* _The task_
I'd like every record written out again, exactly as it is.
╔══
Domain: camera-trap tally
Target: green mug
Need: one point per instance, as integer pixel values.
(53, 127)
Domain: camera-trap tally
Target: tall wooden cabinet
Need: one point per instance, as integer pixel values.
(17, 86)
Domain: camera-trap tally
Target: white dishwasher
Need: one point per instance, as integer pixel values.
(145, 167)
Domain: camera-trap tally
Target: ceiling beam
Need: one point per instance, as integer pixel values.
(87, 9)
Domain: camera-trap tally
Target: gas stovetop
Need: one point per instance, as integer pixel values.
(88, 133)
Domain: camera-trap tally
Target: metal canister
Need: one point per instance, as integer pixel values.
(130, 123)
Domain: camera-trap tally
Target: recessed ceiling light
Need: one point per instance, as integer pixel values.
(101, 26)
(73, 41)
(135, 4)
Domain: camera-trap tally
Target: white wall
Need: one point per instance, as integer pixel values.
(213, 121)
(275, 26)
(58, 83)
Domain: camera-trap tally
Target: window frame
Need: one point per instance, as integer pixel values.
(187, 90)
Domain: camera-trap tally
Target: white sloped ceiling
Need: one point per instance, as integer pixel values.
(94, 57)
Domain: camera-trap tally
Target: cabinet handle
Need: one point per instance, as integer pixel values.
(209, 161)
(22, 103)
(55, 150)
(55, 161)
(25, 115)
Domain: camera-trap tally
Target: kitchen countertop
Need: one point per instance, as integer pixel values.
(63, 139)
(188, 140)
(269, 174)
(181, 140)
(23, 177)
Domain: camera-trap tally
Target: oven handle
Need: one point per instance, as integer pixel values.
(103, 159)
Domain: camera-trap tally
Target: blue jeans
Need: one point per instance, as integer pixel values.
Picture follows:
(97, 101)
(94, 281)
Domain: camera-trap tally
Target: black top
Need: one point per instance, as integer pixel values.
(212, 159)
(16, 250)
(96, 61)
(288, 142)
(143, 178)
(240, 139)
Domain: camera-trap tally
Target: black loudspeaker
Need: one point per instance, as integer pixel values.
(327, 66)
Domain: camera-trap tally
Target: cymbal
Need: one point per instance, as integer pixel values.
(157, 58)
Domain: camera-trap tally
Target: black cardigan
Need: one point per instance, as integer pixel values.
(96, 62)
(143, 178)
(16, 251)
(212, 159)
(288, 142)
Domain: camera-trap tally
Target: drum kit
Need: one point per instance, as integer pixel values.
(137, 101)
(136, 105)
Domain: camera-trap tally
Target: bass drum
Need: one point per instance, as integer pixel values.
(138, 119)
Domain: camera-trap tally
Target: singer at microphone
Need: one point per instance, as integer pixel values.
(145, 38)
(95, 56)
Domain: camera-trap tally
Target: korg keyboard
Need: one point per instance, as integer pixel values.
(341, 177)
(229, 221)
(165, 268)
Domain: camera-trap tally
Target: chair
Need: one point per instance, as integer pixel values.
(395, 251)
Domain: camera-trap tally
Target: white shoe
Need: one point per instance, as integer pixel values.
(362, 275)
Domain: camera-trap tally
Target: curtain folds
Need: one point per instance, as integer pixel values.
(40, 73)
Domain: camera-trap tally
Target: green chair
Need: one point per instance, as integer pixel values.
╚══
* _Output of the task_
Domain: camera-trap tally
Target: green mug
Need: one point per instance, as integer pixel values.
(53, 127)
Domain: camera-trap tally
Target: tall wooden cabinet
Need: one point per instance, as integer pixel values.
(17, 86)
Domain: camera-trap tally
Target: white dishwasher
Need: one point per instance, as integer pixel values.
(145, 167)
Domain: camera-trap tally
Target: ceiling beam
Need: one point per instance, as integer pixel values.
(87, 9)
Domain: camera-trap tally
Target: gas stovetop
Need: one point per instance, as integer pixel values.
(88, 133)
Domain: camera-trap tally
Target: metal canister
Need: one point per instance, as integer pixel values.
(130, 123)
Domain: camera-trap tally
Target: recessed ceiling light
Need: one point per instance, as integer pixel values.
(101, 26)
(73, 41)
(135, 4)
Domain: camera-trap tally
Target: white wall
Need: one point per instance, as integer pixel values.
(213, 121)
(275, 26)
(58, 83)
Domain: camera-trap tally
Target: window frame
Need: one point per instance, as integer pixel values.
(187, 90)
Domain: camera-trap tally
Target: white sloped ceiling
Need: one point per instance, as integer pixel values.
(94, 57)
Domain: camera-trap tally
Target: cabinet handle
Need: one point per instance, as integer pixel values.
(209, 161)
(22, 103)
(55, 150)
(55, 161)
(25, 115)
Domain: camera-trap tally
Target: kitchen countertop
Need: one point per instance, as integer pixel values.
(63, 139)
(188, 140)
(269, 174)
(181, 140)
(23, 177)
Domain: camera-trap tally
Target: oven handle
Need: one point per instance, as integer pixel values.
(103, 159)
Domain: camera-trap tally
Target: blue jeans
Need: one point per instance, as integer pixel values.
Picture follows:
(97, 101)
(94, 281)
Domain: camera-trap tally
Target: black top
Need: one point per instance, as integer pixel values.
(212, 159)
(16, 250)
(96, 61)
(288, 142)
(143, 178)
(240, 139)
Domain: camera-trap tally
Target: black loudspeaker
Need: one point per instance, as integer pixel values.
(327, 66)
Domain: camera-trap tally
Target: cymbal
Need: one point per instance, as integer pixel values.
(157, 58)
Domain: camera-trap tally
Target: black cardigan
Need: one point per instance, as integer pixel values.
(96, 62)
(143, 178)
(16, 251)
(212, 159)
(288, 142)
Domain: camera-trap tally
Target: drum kit
Need: one point per instance, as integer pixel values.
(137, 101)
(136, 105)
Domain: camera-trap tally
Target: bass drum
Need: one point per instance, as integer pixel values.
(138, 119)
Domain: camera-trap tally
Target: singer at microphone
Need: one point per instance, as integer pixel values.
(145, 38)
(95, 56)
Domain: camera-trap tally
Target: korg keyboard
Need: one point per instance, as integer pixel values.
(341, 177)
(229, 221)
(165, 268)
Domain: camera-trap tally
Target: chair
Need: one point per instance, as integer pixel values.
(395, 251)
Domain: camera-trap tally
Target: white shoe
Need: one point per instance, as integer pixel values.
(362, 275)
Domain: camera-trap tally
Target: curtain folds
Need: one point per instance, as integer pixel values.
(40, 73)
Domain: camera-trap tally
Target: green chair
Need: one point per instance, as integer pixel values.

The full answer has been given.